= What you should do =
Below are the entries to work from; restate word for word the portion that opens with the line containing "# each instance of the crenellated" and closes with the line containing "# each instance of the red", keeping both.

= Material provided =
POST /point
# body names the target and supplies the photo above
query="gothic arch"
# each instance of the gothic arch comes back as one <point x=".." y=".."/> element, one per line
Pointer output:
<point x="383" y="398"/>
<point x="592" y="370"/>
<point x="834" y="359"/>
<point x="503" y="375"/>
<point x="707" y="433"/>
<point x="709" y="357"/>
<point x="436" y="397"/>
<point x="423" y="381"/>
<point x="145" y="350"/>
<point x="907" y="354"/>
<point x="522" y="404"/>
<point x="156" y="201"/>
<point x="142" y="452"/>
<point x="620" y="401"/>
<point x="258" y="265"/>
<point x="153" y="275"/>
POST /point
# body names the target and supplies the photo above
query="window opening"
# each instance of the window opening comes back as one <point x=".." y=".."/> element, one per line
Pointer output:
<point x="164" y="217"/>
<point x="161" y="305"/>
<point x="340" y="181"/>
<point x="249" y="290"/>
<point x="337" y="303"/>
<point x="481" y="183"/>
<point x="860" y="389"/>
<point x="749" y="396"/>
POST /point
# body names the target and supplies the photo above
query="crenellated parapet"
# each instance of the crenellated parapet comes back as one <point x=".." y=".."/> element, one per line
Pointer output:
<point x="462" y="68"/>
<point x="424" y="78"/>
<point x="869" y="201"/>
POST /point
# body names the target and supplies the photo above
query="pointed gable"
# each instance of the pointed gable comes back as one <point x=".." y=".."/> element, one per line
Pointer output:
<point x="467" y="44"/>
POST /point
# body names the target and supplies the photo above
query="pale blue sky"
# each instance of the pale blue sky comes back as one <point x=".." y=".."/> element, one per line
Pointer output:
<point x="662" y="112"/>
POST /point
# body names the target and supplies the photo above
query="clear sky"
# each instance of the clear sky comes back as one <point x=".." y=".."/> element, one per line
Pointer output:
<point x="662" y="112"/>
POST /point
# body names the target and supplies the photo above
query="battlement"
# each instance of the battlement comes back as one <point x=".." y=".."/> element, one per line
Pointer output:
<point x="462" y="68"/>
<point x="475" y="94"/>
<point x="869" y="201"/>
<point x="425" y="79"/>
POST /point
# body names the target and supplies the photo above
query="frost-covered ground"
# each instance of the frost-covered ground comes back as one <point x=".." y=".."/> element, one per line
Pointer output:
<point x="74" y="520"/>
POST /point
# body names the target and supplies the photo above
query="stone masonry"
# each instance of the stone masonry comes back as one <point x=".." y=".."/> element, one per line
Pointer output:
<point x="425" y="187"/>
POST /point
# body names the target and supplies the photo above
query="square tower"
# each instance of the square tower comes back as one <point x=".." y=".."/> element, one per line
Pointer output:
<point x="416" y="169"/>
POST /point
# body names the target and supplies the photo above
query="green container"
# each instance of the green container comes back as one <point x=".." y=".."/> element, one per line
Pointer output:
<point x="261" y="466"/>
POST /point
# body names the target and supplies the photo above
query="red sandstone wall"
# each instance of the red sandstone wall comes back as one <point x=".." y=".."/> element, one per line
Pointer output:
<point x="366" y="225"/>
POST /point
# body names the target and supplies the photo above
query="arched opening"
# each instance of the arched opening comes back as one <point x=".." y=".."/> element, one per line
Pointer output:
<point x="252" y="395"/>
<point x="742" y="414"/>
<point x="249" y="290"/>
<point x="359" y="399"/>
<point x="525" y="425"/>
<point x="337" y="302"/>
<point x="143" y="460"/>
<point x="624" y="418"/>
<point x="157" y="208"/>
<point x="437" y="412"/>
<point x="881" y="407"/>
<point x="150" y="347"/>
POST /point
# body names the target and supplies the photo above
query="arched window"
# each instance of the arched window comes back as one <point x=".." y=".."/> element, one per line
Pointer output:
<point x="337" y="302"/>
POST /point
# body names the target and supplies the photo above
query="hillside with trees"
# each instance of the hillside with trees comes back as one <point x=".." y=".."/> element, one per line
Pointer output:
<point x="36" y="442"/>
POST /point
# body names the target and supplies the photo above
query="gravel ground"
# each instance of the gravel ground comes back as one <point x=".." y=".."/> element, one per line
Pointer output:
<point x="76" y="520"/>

= Solution for this problem =
# each instance of the crenellated parapet comes back as one <point x=".." y=".."/> element, one per line
Pointer output:
<point x="462" y="68"/>
<point x="424" y="78"/>
<point x="869" y="201"/>
POST /point
# body names the target and supplies the photo above
query="pointed gable"
# each instance of the pointed gable comes back as one <point x=".." y=".."/> element, one per line
Pointer output:
<point x="467" y="44"/>
POST /point
# body names the target and supplies the photo above
query="pale blue sky"
# each instance of the pale blue sky comes back as one <point x=".." y=".."/> element, one per line
Pointer output:
<point x="662" y="112"/>
POST /point
# body names the target and supplies the photo above
query="clear sky"
# each instance of the clear sky comes back as one <point x=".." y=".."/> element, one per line
Pointer output:
<point x="662" y="112"/>
POST /point
# body names the target and supplies the photo above
query="battlement"
# each instance of the battlement comes back as one <point x=".." y=".."/> element, one per line
Pointer output:
<point x="462" y="68"/>
<point x="475" y="94"/>
<point x="869" y="201"/>
<point x="425" y="79"/>
POST /point
# body names the target and supplies the photo above
query="frost-covered ground"
# each instance of the frost-covered ground comes back as one <point x=".." y=".."/> element, one per line
Pointer output:
<point x="74" y="520"/>
POST /point
# body names the target and supplies the photo above
query="stone masonry"
# each instance of the stone masonry comes back as one <point x=".." y=".."/> element, one per line
Pointer output:
<point x="425" y="187"/>
POST /point
# body names the target and supplies the photo above
query="square tower"
# each instance of the square tower comes back as one <point x=".." y=".."/> element, one per line
Pointer output:
<point x="416" y="169"/>
POST /point
# body names the target and supplies the photo above
query="green container"
# each instance of the green container comes back as one <point x=".." y=".."/> element, one per line
Pointer output:
<point x="261" y="466"/>
POST /point
# body names the target and supplies the photo above
query="red sandstone wall"
# each instance of the red sandstone wall comes back as one <point x=".." y=".."/> element, one per line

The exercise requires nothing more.